**PROBLEM DESCRIPTION**.
Please collect every line in the records that contains the word "white" and copy each of those lines out in full.
-- START OF LISTED RECORDS --
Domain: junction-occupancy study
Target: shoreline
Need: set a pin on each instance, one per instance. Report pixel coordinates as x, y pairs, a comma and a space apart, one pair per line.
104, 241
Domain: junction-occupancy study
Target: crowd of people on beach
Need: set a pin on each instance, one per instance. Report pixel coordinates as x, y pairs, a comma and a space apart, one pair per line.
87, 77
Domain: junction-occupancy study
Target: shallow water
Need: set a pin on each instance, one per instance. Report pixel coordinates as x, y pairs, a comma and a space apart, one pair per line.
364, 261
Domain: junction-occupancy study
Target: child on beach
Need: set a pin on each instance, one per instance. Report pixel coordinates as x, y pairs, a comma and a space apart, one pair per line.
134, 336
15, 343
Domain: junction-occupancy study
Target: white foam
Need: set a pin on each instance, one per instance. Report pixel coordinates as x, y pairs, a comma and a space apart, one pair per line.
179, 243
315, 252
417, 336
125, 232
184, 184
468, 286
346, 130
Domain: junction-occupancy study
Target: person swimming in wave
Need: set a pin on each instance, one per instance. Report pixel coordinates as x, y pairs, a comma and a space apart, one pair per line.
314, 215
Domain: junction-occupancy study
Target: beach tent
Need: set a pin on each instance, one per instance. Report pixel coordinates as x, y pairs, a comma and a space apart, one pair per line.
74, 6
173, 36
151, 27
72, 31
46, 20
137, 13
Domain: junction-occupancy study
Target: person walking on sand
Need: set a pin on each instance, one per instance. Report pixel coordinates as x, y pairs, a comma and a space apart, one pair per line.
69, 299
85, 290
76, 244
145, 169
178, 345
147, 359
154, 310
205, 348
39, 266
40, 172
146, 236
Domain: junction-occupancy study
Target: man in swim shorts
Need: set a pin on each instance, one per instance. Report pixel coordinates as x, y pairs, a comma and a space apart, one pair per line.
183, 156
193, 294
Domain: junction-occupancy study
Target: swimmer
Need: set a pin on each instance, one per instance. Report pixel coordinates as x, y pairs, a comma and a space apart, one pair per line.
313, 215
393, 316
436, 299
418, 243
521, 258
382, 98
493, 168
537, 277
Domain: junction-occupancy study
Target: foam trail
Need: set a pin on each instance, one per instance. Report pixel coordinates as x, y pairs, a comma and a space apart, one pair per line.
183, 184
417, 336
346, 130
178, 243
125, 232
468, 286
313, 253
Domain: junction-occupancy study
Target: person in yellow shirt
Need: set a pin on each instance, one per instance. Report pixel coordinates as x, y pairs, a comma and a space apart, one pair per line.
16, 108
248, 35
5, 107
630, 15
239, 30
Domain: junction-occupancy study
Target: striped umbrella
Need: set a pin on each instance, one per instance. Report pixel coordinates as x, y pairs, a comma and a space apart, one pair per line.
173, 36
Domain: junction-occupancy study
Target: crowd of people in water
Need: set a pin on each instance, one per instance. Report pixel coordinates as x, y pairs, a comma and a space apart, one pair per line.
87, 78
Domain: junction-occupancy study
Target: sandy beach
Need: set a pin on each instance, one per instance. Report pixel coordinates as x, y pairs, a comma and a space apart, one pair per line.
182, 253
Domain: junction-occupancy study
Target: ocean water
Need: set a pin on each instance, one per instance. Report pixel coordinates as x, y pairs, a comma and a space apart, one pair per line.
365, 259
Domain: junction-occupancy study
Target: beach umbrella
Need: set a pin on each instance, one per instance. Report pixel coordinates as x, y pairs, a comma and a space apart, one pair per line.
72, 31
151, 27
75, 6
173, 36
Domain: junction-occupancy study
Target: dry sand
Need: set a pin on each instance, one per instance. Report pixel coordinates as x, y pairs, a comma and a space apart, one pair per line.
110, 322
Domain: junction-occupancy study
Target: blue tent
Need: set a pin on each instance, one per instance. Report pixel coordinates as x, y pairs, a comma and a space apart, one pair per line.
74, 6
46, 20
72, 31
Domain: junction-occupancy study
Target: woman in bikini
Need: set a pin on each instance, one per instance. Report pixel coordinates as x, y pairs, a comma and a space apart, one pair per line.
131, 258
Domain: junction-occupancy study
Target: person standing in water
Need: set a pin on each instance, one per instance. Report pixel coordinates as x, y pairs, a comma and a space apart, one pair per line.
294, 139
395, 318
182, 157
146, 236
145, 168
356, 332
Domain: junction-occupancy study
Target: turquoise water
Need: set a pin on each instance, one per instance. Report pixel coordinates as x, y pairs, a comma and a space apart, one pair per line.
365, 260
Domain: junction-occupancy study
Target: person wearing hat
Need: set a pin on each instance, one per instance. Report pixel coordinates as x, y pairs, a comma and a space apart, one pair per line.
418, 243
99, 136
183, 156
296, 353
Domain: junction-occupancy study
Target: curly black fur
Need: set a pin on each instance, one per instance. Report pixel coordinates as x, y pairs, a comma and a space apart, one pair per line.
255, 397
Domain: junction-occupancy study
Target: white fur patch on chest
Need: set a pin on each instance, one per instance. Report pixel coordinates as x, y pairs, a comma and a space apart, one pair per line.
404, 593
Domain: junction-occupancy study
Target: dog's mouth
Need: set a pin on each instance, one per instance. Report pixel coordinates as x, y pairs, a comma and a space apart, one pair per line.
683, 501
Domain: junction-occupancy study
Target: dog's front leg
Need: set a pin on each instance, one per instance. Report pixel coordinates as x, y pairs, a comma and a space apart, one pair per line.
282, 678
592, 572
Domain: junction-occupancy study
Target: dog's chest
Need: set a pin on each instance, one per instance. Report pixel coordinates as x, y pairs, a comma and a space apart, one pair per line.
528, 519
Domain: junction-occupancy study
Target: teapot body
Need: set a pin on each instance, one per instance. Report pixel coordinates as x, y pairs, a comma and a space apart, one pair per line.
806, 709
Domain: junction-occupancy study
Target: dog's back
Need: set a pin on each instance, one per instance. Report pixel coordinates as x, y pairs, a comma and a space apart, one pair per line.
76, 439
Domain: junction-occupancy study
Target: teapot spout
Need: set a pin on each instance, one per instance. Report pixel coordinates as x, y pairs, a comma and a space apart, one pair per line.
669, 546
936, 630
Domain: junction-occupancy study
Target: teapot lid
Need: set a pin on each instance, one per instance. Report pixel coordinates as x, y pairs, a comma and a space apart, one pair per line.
-- END OF LISTED RECORDS --
**EXPECTED ANSWER**.
Target: white foam
Target: white fur patch on chest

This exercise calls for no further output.